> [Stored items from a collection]
[Start of section]

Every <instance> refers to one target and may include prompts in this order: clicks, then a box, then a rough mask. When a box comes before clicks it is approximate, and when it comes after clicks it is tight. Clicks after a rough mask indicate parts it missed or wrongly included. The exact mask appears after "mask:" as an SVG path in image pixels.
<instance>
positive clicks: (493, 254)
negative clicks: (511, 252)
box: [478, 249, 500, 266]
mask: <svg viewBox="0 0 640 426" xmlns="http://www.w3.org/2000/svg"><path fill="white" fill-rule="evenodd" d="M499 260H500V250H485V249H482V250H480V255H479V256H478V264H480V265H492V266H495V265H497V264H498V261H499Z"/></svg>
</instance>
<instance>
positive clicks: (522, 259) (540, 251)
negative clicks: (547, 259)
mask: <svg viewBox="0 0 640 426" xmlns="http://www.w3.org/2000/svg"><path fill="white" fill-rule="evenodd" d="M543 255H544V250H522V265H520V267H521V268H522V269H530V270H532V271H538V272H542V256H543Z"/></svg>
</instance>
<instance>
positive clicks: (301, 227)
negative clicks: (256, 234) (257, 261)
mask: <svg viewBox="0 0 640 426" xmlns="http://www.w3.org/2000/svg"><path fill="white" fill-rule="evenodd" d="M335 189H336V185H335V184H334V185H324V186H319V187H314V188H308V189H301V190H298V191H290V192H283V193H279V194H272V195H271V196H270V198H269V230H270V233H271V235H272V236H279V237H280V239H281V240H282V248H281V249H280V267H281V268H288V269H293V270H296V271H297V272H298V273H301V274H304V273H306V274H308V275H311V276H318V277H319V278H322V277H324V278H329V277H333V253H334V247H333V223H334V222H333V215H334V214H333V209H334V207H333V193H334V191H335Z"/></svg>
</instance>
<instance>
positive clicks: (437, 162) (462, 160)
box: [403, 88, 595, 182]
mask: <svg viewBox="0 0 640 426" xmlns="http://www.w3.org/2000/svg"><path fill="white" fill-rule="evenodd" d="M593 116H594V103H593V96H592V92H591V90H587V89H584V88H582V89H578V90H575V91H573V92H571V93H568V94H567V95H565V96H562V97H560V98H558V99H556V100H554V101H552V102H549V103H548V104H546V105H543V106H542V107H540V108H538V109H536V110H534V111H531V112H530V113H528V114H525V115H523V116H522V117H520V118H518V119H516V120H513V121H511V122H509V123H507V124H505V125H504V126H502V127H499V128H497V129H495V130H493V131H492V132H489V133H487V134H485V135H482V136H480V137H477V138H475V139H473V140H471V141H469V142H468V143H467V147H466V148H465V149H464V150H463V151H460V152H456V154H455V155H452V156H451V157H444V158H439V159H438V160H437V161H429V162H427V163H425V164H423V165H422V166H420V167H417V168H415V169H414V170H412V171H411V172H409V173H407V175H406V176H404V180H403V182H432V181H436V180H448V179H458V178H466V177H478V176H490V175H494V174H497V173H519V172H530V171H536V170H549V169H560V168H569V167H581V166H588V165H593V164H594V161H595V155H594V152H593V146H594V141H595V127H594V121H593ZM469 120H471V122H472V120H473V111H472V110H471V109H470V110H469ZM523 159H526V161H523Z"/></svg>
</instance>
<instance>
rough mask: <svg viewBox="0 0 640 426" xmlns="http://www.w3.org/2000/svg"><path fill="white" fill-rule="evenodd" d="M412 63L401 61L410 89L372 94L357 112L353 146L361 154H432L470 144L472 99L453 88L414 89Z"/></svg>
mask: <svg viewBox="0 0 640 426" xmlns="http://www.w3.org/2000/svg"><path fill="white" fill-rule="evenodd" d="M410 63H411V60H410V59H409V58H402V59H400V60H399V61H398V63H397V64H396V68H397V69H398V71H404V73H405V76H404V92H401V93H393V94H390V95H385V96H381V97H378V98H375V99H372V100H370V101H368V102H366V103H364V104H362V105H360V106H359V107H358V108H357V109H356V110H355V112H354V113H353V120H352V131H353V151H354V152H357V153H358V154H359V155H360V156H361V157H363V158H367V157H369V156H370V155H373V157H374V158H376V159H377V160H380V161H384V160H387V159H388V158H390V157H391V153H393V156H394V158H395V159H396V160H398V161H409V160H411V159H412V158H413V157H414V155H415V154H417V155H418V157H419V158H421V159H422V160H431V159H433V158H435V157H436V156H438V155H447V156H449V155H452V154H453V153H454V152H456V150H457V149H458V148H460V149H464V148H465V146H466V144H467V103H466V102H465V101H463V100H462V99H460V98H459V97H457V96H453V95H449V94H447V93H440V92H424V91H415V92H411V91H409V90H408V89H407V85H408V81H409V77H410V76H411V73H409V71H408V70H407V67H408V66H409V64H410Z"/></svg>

[End of section]

> [WORK TO BE COMPLETED] Reproduce each entry above character for character.

> [WRITTEN RESPONSE]
Every <instance> refers to one target and may include prompts in this order: clicks, then a box, then a rough mask. When a box comes before clicks it is approximate, and when it comes after clicks it is tight. Clicks after a rough mask indicate parts it missed or wrongly included. The exact mask appears after "mask:" as an SVG path in image pixels.
<instance>
positive clicks: (493, 254)
negative clicks: (511, 252)
box: [478, 249, 500, 266]
mask: <svg viewBox="0 0 640 426" xmlns="http://www.w3.org/2000/svg"><path fill="white" fill-rule="evenodd" d="M499 260H500V250H485V249H482V250H480V255H479V256H478V264H480V265H492V266H495V265H497V264H498V261H499Z"/></svg>
</instance>
<instance>
positive clicks: (522, 259) (540, 251)
negative clicks: (547, 259)
mask: <svg viewBox="0 0 640 426" xmlns="http://www.w3.org/2000/svg"><path fill="white" fill-rule="evenodd" d="M543 255H544V250H522V265H520V267H521V268H522V269H530V270H532V271H538V272H542V256H543Z"/></svg>
</instance>
<instance>
positive clicks: (301, 227)
negative clicks: (256, 234) (257, 261)
mask: <svg viewBox="0 0 640 426" xmlns="http://www.w3.org/2000/svg"><path fill="white" fill-rule="evenodd" d="M335 189H336V185H335V184H334V185H324V186H319V187H314V188H308V189H301V190H298V191H290V192H283V193H279V194H272V195H271V196H270V198H269V230H270V233H271V235H272V236H279V237H280V239H281V240H282V248H281V249H280V267H281V268H288V269H293V270H296V271H297V272H298V273H301V274H304V273H306V274H308V275H311V276H318V277H319V278H322V277H324V278H329V277H333V253H334V247H333V223H334V222H333V215H334V214H333V209H334V207H333V193H334V191H335Z"/></svg>
</instance>
<instance>
positive clicks: (437, 162) (462, 160)
box: [403, 88, 595, 182]
mask: <svg viewBox="0 0 640 426" xmlns="http://www.w3.org/2000/svg"><path fill="white" fill-rule="evenodd" d="M593 116H594V103H593V96H592V92H591V90H587V89H584V88H582V89H578V90H575V91H573V92H571V93H568V94H567V95H565V96H562V97H560V98H558V99H556V100H554V101H552V102H549V103H548V104H546V105H543V106H542V107H540V108H538V109H536V110H534V111H531V112H530V113H528V114H525V115H523V116H522V117H520V118H518V119H516V120H513V121H511V122H509V123H507V124H505V125H504V126H502V127H499V128H497V129H495V130H493V131H492V132H489V133H487V134H485V135H482V136H480V137H477V138H475V139H473V140H471V141H469V142H468V143H467V147H466V148H465V149H464V150H463V151H460V152H456V154H455V155H452V156H451V157H444V158H439V159H438V160H437V161H429V162H427V163H425V164H423V165H422V166H420V167H417V168H415V169H414V170H412V171H411V172H409V173H407V175H406V176H404V180H403V182H432V181H436V180H448V179H458V178H466V177H478V176H490V175H494V174H497V173H519V172H530V171H536V170H549V169H560V168H569V167H581V166H588V165H593V164H594V161H595V155H594V152H593V146H594V141H595V127H594V121H593ZM469 120H471V122H472V120H473V111H472V110H471V109H470V110H469ZM523 159H526V161H523Z"/></svg>
</instance>
<instance>
rough mask: <svg viewBox="0 0 640 426" xmlns="http://www.w3.org/2000/svg"><path fill="white" fill-rule="evenodd" d="M412 63L401 61L410 89L372 94L357 112L353 146L361 154H432L470 144L472 99L453 88L414 89Z"/></svg>
mask: <svg viewBox="0 0 640 426" xmlns="http://www.w3.org/2000/svg"><path fill="white" fill-rule="evenodd" d="M410 63H411V60H410V59H409V58H402V59H400V60H399V61H398V63H397V64H396V68H397V69H398V71H404V73H405V76H404V92H401V93H393V94H390V95H385V96H381V97H378V98H375V99H372V100H370V101H368V102H366V103H364V104H362V105H360V106H359V107H358V108H357V109H356V110H355V112H354V113H353V120H352V131H353V151H354V152H357V153H358V154H359V155H360V156H361V157H363V158H367V157H369V156H370V155H373V157H374V158H376V159H377V160H380V161H384V160H387V159H388V158H390V157H391V153H393V156H394V158H395V159H396V160H398V161H409V160H411V159H412V158H413V157H414V155H415V154H417V155H418V157H419V158H421V159H422V160H431V159H433V158H435V157H436V156H438V155H447V156H449V155H452V154H453V153H454V152H456V150H457V149H458V148H460V149H464V148H465V146H466V144H467V103H466V102H465V101H463V100H462V99H460V98H459V97H457V96H453V95H449V94H447V93H440V92H424V91H415V92H411V91H409V90H408V89H407V85H408V81H409V77H410V76H411V73H409V71H408V70H407V67H408V66H409V64H410Z"/></svg>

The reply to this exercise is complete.